▶ [MATERIAL FOR THIS TASK]
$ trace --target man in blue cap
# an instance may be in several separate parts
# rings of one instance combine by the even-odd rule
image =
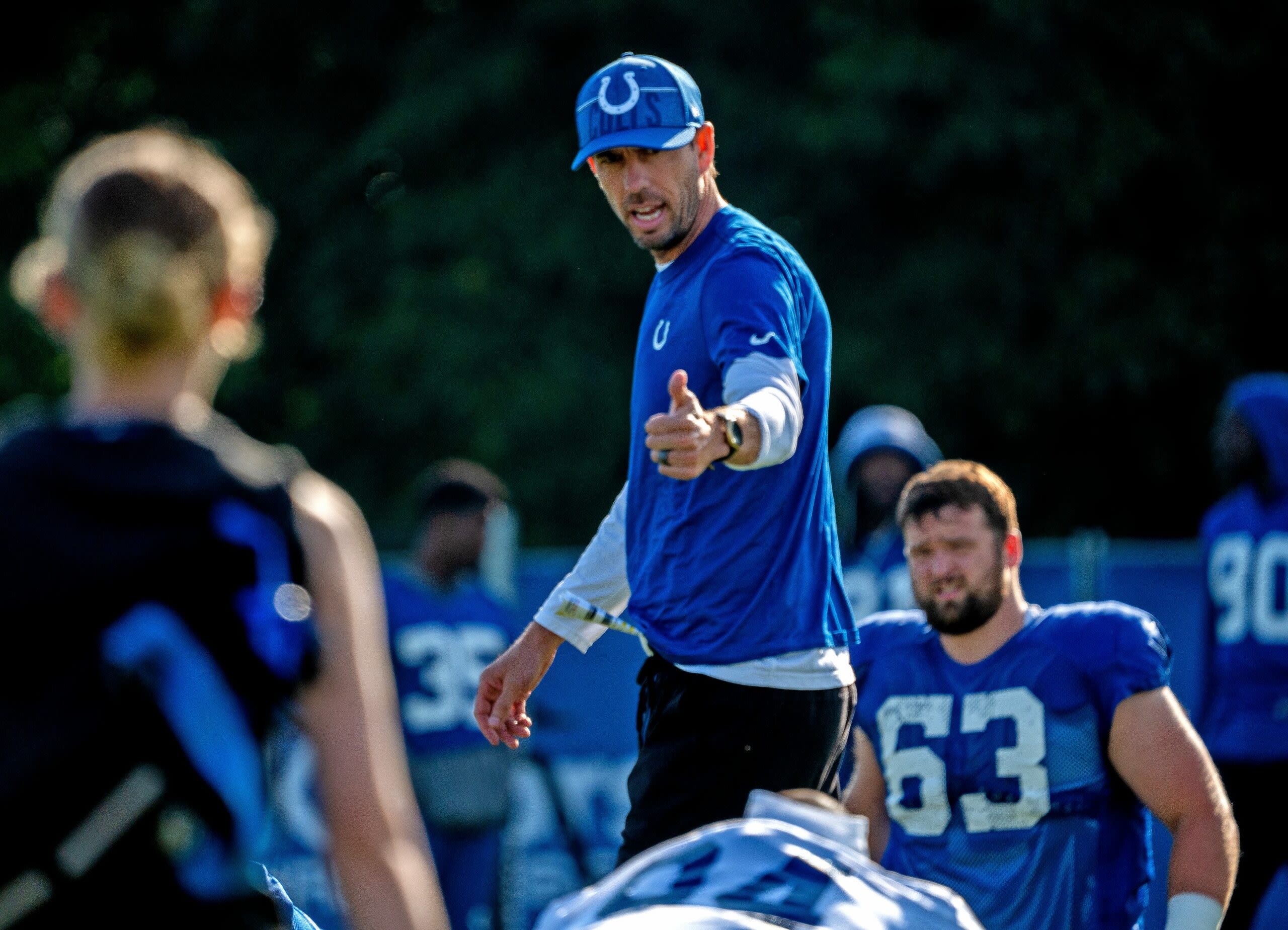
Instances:
[[[753,788],[837,793],[854,708],[827,462],[832,334],[809,268],[716,187],[715,128],[687,71],[622,55],[577,97],[580,148],[657,265],[631,390],[626,487],[576,568],[479,679],[493,742],[563,641],[645,640],[622,860]],[[626,618],[623,612],[629,611]]]
[[[1202,720],[1239,818],[1243,859],[1222,926],[1252,926],[1288,864],[1288,375],[1230,385],[1212,434],[1230,488],[1203,518],[1209,649]]]
[[[864,407],[841,430],[832,448],[832,482],[845,594],[855,620],[917,605],[894,514],[908,479],[943,457],[921,420],[903,407]]]

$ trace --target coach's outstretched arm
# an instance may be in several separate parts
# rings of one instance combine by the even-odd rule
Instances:
[[[626,609],[631,598],[626,578],[626,488],[618,492],[608,517],[564,580],[550,593],[528,629],[479,675],[474,721],[493,746],[511,750],[532,735],[528,697],[554,662],[563,643],[586,652],[608,629],[567,616],[563,605],[573,599],[608,617]]]
[[[1109,760],[1172,833],[1167,930],[1216,930],[1234,889],[1239,830],[1212,757],[1171,688],[1118,705]]]

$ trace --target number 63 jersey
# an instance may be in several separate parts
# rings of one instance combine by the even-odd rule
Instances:
[[[1171,656],[1153,617],[1110,602],[1030,607],[974,665],[920,611],[871,617],[851,662],[886,784],[882,864],[953,889],[989,930],[1135,927],[1150,819],[1109,764],[1109,728],[1167,684]]]

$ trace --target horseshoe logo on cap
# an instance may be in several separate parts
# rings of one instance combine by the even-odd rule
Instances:
[[[604,75],[599,79],[599,108],[605,113],[612,113],[617,116],[618,113],[626,113],[635,108],[635,104],[640,102],[640,85],[635,82],[635,72],[627,71],[622,75],[622,80],[626,81],[626,86],[631,89],[631,95],[626,99],[626,103],[609,103],[608,102],[608,85],[612,84],[613,79],[609,75]]]

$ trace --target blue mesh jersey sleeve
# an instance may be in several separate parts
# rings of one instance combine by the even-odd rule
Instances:
[[[1048,629],[1095,681],[1106,723],[1126,698],[1168,683],[1172,643],[1145,611],[1105,600],[1054,607],[1047,616],[1063,620]]]
[[[809,321],[791,272],[774,252],[742,247],[711,263],[702,286],[702,328],[721,375],[753,352],[790,358],[805,393],[801,340]]]

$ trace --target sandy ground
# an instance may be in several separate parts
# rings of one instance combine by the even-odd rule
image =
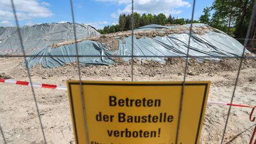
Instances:
[[[21,58],[0,59],[0,75],[5,78],[27,81]],[[211,81],[209,100],[229,102],[239,60],[220,62],[189,63],[188,81]],[[184,62],[170,60],[166,64],[136,63],[134,79],[140,81],[182,81]],[[150,63],[150,62],[149,62]],[[122,63],[121,63],[122,64]],[[82,79],[131,81],[129,64],[82,68]],[[234,103],[256,105],[256,61],[245,61],[239,76]],[[76,66],[30,69],[32,81],[66,85],[67,79],[78,79]],[[67,93],[65,91],[35,88],[47,143],[74,143]],[[7,143],[42,143],[43,137],[30,86],[0,83],[0,124]],[[207,105],[201,133],[201,143],[219,143],[228,107]],[[249,143],[254,125],[249,115],[251,109],[233,107],[225,143]],[[0,143],[3,143],[0,137]]]

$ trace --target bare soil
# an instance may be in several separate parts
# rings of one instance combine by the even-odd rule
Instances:
[[[82,80],[130,81],[131,65],[120,59],[113,66],[82,66]],[[0,77],[19,81],[29,79],[22,58],[1,58]],[[182,81],[185,61],[171,59],[166,63],[135,59],[134,78],[139,81]],[[187,81],[211,81],[209,100],[230,102],[239,60],[198,62],[190,59]],[[29,69],[33,82],[66,85],[67,79],[78,79],[76,63],[46,69]],[[256,105],[256,61],[243,62],[234,102]],[[74,143],[67,93],[35,88],[47,143]],[[42,134],[30,86],[0,83],[0,122],[7,143],[42,143]],[[228,107],[207,105],[201,143],[219,143]],[[232,107],[224,143],[249,143],[255,123],[249,120],[251,109]],[[0,137],[0,141],[3,141]],[[0,142],[1,143],[1,142]]]

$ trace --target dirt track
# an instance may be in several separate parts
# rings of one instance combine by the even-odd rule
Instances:
[[[22,59],[0,59],[0,75],[27,81]],[[166,64],[135,60],[134,79],[140,81],[182,81],[184,60],[172,59]],[[187,81],[211,81],[209,100],[229,102],[237,75],[238,60],[203,63],[190,60]],[[30,69],[36,83],[66,85],[67,79],[78,79],[75,63],[61,68]],[[123,61],[112,66],[82,67],[83,80],[131,81],[131,66]],[[4,73],[4,74],[3,73]],[[255,105],[256,61],[243,65],[234,103]],[[0,83],[0,119],[7,143],[40,143],[43,140],[33,97],[29,86]],[[73,143],[74,138],[67,93],[65,91],[35,88],[48,143]],[[228,107],[208,105],[201,134],[201,143],[219,143]],[[249,121],[250,108],[233,107],[225,142],[248,143],[255,124]],[[248,130],[245,130],[249,129]],[[240,133],[242,132],[241,134]],[[0,137],[0,141],[2,141]]]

▶ [DESCRIPTION OF THE TASK] Arrange every line of the rows above as a numbered list, skipping the blank lines and omitting the pictures.

▶ [SOLUTION TO THIS EXERCISE]
1. $ trace --target man in blue cap
2. # an instance may be in several separate parts
3. # rings of one instance combine by the even-odd rule
4. image =
5. Instances:
6. [[[753,788],[837,793],[854,708],[827,462],[832,334],[809,268],[716,187],[715,128],[687,71],[622,55],[577,97],[580,148],[657,265],[631,390],[626,487],[576,568],[479,679],[493,742],[563,641],[645,640],[622,860]],[[626,618],[623,612],[629,611]]]
7. [[[1202,720],[1239,818],[1243,859],[1222,926],[1252,926],[1288,864],[1288,375],[1230,385],[1212,434],[1230,488],[1203,518],[1209,649]]]
8. [[[864,407],[841,430],[832,448],[832,482],[845,594],[855,620],[917,605],[894,514],[908,479],[943,457],[921,420],[903,407]]]
9. $ trace --target coach's outstretched arm
10. # an instance may be in several separate parts
11. # rings of one instance combine by the even-odd rule
12. Instances:
13. [[[626,609],[631,598],[626,578],[626,488],[618,492],[608,517],[564,580],[550,593],[528,629],[479,675],[474,721],[493,746],[511,750],[532,735],[528,697],[554,662],[563,643],[586,652],[608,629],[567,616],[563,605],[573,599],[608,617]]]
14. [[[1109,760],[1172,833],[1167,930],[1216,930],[1234,889],[1239,830],[1212,757],[1171,688],[1118,705]]]
15. $ trace --target number 63 jersey
16. # an instance may be in several separate parts
17. # rings of one instance combine by the even-odd rule
18. Instances:
19. [[[1171,656],[1153,617],[1110,602],[1030,607],[974,665],[920,611],[871,617],[851,662],[886,784],[882,864],[953,889],[989,930],[1135,927],[1150,819],[1109,764],[1109,728],[1167,684]]]
20. $ trace --target horseshoe logo on cap
21. # an instance may be in several separate parts
22. # rings of one instance combine by the even-odd rule
23. Instances:
24. [[[604,75],[599,79],[599,108],[605,113],[612,113],[617,116],[618,113],[626,113],[635,108],[635,104],[640,102],[640,85],[635,82],[635,72],[627,71],[622,75],[622,80],[626,81],[626,86],[631,89],[631,95],[626,99],[626,103],[609,103],[608,102],[608,85],[612,84],[613,79],[609,75]]]
25. $ trace --target blue mesh jersey sleeve
26. # an instance may be in several separate parts
27. # rings of one instance combine by the even-odd rule
28. Instances:
29. [[[1048,629],[1095,681],[1106,723],[1126,698],[1168,683],[1172,643],[1145,611],[1105,600],[1054,607],[1047,616],[1063,620]]]
30. [[[809,321],[791,272],[774,252],[742,247],[711,263],[702,286],[702,328],[721,375],[753,352],[790,358],[805,393],[801,340]]]
31. $ trace --target sandy ground
32. # an instance may be in several separate parts
33. # rings of one instance combine by the even-odd rule
34. image =
35. Instances:
36. [[[21,58],[0,59],[0,75],[5,78],[27,81]],[[211,81],[209,100],[229,102],[239,60],[220,62],[189,63],[188,81]],[[184,62],[170,60],[166,64],[136,63],[134,79],[140,81],[182,81]],[[150,63],[150,62],[149,62]],[[122,63],[121,63],[122,64]],[[82,79],[131,81],[129,64],[82,68]],[[234,103],[256,105],[256,61],[245,61],[239,76]],[[76,66],[30,69],[32,81],[66,85],[67,79],[78,79]],[[67,93],[65,91],[35,88],[47,143],[74,143]],[[7,143],[42,143],[43,137],[30,86],[0,83],[0,124]],[[207,105],[201,133],[201,143],[219,143],[228,107]],[[249,143],[254,125],[249,115],[251,109],[233,107],[225,143]],[[0,143],[3,143],[0,137]]]
37. $ trace --target bare soil
38. # an instance may be in several separate parts
39. # rings of one instance combine by the even-odd rule
40. Instances:
41. [[[82,80],[130,81],[131,65],[120,59],[113,66],[82,66]],[[0,77],[19,81],[29,79],[22,58],[1,58]],[[182,81],[185,61],[171,59],[166,63],[135,59],[134,78],[139,81]],[[187,81],[211,81],[209,100],[230,102],[239,60],[198,62],[190,59]],[[29,69],[33,82],[66,85],[67,79],[78,79],[76,63],[46,69]],[[256,105],[256,61],[243,62],[234,102]],[[74,143],[67,93],[35,88],[47,143]],[[42,134],[30,86],[0,83],[0,122],[7,143],[42,143]],[[228,107],[207,105],[201,143],[219,143]],[[232,107],[224,143],[249,143],[255,123],[249,120],[251,109]],[[0,137],[0,141],[3,141]],[[0,142],[1,143],[1,142]]]
42. $ trace --target dirt track
43. # an instance may be in several separate parts
44. # rings of one instance combine by the even-odd rule
45. Instances:
46. [[[22,59],[0,59],[0,75],[27,81]],[[166,64],[135,60],[134,79],[140,81],[182,81],[184,60],[172,59]],[[187,81],[211,81],[209,100],[229,102],[237,75],[238,60],[203,63],[190,60]],[[30,69],[36,83],[66,85],[67,79],[78,79],[75,63],[61,68]],[[123,61],[112,66],[82,67],[83,80],[131,81],[131,66]],[[4,73],[4,74],[3,73]],[[255,105],[256,61],[243,65],[234,103]],[[0,83],[0,119],[7,143],[40,143],[43,140],[33,97],[29,86]],[[73,143],[74,138],[67,93],[65,91],[35,88],[48,143]],[[228,107],[208,105],[201,134],[201,143],[219,143]],[[249,121],[250,108],[233,107],[225,142],[248,143],[255,124]],[[248,130],[245,130],[249,129]],[[240,133],[242,132],[241,134]],[[0,137],[0,141],[2,141]]]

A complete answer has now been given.